**DO THIS:**
Output the data below in full, byte for byte. Nothing may differ.

**RECORDS FOR THE TASK:**
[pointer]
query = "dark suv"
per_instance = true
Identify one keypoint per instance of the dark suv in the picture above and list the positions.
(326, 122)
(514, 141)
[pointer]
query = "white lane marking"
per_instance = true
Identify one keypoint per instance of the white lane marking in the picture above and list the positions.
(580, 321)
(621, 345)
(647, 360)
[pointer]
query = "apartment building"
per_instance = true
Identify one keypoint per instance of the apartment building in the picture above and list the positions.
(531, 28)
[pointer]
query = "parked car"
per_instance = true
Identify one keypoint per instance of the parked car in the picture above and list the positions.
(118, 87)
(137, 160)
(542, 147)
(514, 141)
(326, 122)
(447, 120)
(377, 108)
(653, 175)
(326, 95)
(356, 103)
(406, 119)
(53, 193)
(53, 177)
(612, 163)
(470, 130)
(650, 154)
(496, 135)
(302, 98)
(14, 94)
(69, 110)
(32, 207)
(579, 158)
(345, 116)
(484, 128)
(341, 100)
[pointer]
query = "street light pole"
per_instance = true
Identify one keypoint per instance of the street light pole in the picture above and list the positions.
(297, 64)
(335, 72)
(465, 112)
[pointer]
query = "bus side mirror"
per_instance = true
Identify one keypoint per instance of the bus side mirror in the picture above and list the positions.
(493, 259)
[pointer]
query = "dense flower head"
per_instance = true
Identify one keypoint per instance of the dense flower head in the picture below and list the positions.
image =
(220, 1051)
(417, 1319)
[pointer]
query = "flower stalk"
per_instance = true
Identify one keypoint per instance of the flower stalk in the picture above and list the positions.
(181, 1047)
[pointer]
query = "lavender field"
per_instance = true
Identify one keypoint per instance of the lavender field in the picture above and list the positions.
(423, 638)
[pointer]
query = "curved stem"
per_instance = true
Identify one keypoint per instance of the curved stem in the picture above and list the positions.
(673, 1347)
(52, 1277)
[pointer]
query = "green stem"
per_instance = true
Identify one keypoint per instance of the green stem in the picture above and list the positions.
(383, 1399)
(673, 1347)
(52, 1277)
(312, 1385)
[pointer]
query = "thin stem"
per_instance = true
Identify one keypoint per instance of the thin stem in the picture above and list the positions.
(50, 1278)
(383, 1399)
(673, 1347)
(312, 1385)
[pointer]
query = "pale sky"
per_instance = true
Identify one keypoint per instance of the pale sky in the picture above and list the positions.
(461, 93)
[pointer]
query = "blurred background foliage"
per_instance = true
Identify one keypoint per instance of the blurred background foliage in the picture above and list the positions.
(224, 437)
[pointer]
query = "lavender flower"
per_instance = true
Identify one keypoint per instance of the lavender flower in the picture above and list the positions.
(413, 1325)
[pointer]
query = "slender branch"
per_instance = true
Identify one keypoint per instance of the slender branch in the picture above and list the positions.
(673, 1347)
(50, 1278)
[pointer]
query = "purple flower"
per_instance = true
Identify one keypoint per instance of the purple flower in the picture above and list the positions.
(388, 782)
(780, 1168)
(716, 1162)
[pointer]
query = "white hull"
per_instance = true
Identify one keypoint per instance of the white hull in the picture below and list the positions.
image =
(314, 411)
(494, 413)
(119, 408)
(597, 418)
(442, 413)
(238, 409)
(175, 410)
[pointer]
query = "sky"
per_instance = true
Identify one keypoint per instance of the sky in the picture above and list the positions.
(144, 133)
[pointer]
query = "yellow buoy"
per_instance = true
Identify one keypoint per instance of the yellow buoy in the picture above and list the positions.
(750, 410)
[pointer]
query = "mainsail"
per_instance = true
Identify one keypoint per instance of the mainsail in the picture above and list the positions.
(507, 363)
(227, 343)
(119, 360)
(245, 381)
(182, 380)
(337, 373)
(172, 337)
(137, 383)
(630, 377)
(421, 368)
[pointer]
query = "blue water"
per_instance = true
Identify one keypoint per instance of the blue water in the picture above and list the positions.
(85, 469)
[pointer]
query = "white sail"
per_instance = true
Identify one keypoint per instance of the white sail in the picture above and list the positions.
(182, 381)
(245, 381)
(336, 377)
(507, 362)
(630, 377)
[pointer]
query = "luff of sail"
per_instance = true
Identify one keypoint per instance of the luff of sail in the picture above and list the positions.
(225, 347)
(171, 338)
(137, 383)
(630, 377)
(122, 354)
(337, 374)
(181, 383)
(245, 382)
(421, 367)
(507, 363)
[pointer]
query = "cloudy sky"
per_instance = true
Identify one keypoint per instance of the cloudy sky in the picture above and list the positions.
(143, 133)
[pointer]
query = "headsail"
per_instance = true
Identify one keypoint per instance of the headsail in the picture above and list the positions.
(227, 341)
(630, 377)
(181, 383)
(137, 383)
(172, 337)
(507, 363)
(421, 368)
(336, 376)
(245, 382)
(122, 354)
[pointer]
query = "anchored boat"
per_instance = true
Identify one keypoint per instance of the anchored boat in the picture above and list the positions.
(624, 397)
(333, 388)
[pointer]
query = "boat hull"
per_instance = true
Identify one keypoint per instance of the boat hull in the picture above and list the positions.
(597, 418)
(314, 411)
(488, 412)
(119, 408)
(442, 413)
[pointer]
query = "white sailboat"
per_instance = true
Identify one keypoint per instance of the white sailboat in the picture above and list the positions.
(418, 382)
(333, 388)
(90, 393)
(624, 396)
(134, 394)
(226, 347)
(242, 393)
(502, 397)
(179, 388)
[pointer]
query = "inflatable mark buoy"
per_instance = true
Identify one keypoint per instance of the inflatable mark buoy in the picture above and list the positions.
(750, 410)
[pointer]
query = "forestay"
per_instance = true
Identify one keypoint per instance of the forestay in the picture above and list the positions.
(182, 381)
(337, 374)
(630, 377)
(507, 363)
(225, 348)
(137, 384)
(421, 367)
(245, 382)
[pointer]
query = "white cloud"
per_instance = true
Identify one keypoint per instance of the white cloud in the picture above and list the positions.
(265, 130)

**SOLUTION TO THIS TASK:**
[pointer]
query = "dark suv"
per_instance = true
Identify one keypoint per instance of the dark suv in the picture above and list the positions.
(326, 122)
(514, 141)
[pointer]
query = "white lane marking"
per_instance = true
Identify one keypoint per instance of the white lane marking in the picture above and list the positions.
(580, 321)
(621, 345)
(647, 360)
[pointer]
query = "apartment building"
per_instance = true
Identify one keypoint per instance of the apartment building in the picture above and list the positions.
(531, 28)
[pointer]
query = "parked car"
per_instance = true
Identify one keypoint per instance of the parked car in the picture above and list the positions.
(118, 87)
(137, 160)
(542, 147)
(514, 141)
(326, 122)
(447, 120)
(377, 108)
(653, 175)
(326, 95)
(356, 103)
(406, 119)
(53, 193)
(53, 177)
(612, 163)
(470, 130)
(650, 154)
(496, 135)
(302, 98)
(14, 94)
(69, 110)
(32, 207)
(579, 158)
(345, 116)
(484, 128)
(341, 100)
[pointer]
query = "street light pole"
per_instance = true
Identify one keypoint per instance of the street light pole in the picture above and list the positions.
(297, 64)
(335, 72)
(465, 112)
[pointer]
query = "bus side mirror"
per_instance = true
Identify one keypoint per instance of the bus side mirror in the picture above and list the positions.
(493, 259)
[pointer]
query = "dense flower head"
per_instance = true
Identify one keypoint per instance of the dense flower head in the picture below and list the positions.
image =
(220, 1051)
(417, 1319)
[pointer]
query = "flower stalk"
per_instance = true
Identify one keypoint per instance of the flower stalk in the picture above and list the positions.
(181, 1047)
[pointer]
query = "lavender field"
per_instance = true
Identify one keypoint per instance of the lavender field in the picture above and list the positions.
(423, 638)
[pointer]
query = "curved stem"
per_instance = true
Identify one keypoint per instance of the curved stem in the picture above and list the positions.
(673, 1347)
(52, 1277)
[pointer]
query = "green stem"
per_instance = true
Identify one keypoint per instance of the green stem in the picture above and list the positions.
(383, 1399)
(673, 1347)
(52, 1277)
(312, 1385)
[pointer]
query = "thin stem"
per_instance = true
Identify one keypoint per instance of the thin stem in the picture above and list the positions.
(50, 1278)
(383, 1399)
(673, 1347)
(312, 1385)
[pointer]
query = "pale sky"
per_instance = true
Identify one keypoint per instance of the pale sky in the picture above and list the positions.
(461, 93)
[pointer]
query = "blurred background foliage"
per_instance = true
Identify one keypoint per instance of the blurred background foliage in the picture above and list the positions.
(224, 437)
[pointer]
query = "lavender flower"
per_instance = true
Identify one keypoint per instance of the lavender flower in the picture above and list the positions.
(413, 1325)
[pointer]
query = "slender branch"
per_instance = true
Identify one keypoint per instance of the slender branch in the picture above and list the positions.
(673, 1347)
(50, 1278)
[pointer]
query = "purple flower"
per_instance = true
Identify one keypoint per instance of the purple flower in the picture above and list the positions.
(388, 782)
(780, 1168)
(716, 1162)
[pointer]
query = "white hull"
per_instance = true
Identify one keypoint per instance of the white hull in the picture below and list the positions.
image =
(314, 411)
(494, 413)
(119, 408)
(597, 418)
(442, 413)
(238, 409)
(175, 410)
[pointer]
query = "sky"
per_instance = true
Identify one keypoint per instance of the sky in the picture above and list the positions.
(144, 133)
[pointer]
query = "yellow buoy"
per_instance = true
Identify one keypoint per instance of the yellow buoy in the picture above and list the positions.
(750, 410)
[pointer]
query = "mainsail"
per_instance = true
Identify one keypoint per instance of the mainsail in the picture above and list the positions.
(507, 363)
(227, 343)
(119, 360)
(245, 381)
(182, 380)
(337, 373)
(172, 337)
(137, 383)
(630, 377)
(421, 368)
[pointer]
query = "blue water"
per_instance = true
Identify one keypoint per instance of the blue water in the picture above and list the positions.
(85, 469)
[pointer]
query = "white sail"
per_instance = true
Identify one keypoint per instance of the white sail in the picture above and list the positions.
(182, 381)
(245, 381)
(336, 377)
(507, 362)
(630, 377)
[pointer]
query = "luff of sail"
per_instance = true
Identify one keypoint per instance of the luff of sail in the picture above and list the positions.
(225, 347)
(171, 338)
(137, 383)
(630, 377)
(122, 354)
(337, 374)
(181, 383)
(245, 382)
(421, 367)
(507, 363)
[pointer]
query = "cloudy sky"
per_instance = true
Identify one keypoint per instance of the cloudy sky in the picture above and list the positions.
(143, 133)
[pointer]
query = "headsail"
per_instance = true
Identify one keypoint per instance of the headsail in the picture above and list the positions.
(227, 341)
(630, 377)
(181, 383)
(137, 383)
(172, 337)
(507, 363)
(421, 368)
(336, 376)
(245, 382)
(122, 354)
[pointer]
query = "anchored boat"
per_instance = true
Identify one keypoint per instance of the anchored boat in the picture above and list the positions.
(624, 397)
(333, 388)
[pointer]
query = "boat hull"
per_instance = true
Identify one keypoint per instance of the boat hull in the picture above and list the positions.
(597, 418)
(314, 411)
(488, 412)
(119, 408)
(442, 413)
[pointer]
query = "white sailboat"
per_instance = true
Identify one keypoint per instance of the white sailboat in the picture above and list the positions.
(418, 382)
(333, 388)
(90, 393)
(624, 396)
(134, 394)
(226, 347)
(242, 393)
(502, 397)
(179, 388)
[pointer]
query = "inflatable mark buoy"
per_instance = true
Identify one keypoint per instance of the inflatable mark buoy in the picture above and list the positions.
(750, 410)
[pointer]
query = "forestay"
per_instance = true
Identify one keypoint per instance of the forestay in the picture above and list the positions.
(182, 381)
(337, 374)
(630, 377)
(507, 363)
(225, 348)
(137, 384)
(421, 367)
(245, 382)
[pointer]
query = "white cloud"
per_instance = true
Identify one keypoint per instance of the white cloud in the picture above and list the positions.
(265, 130)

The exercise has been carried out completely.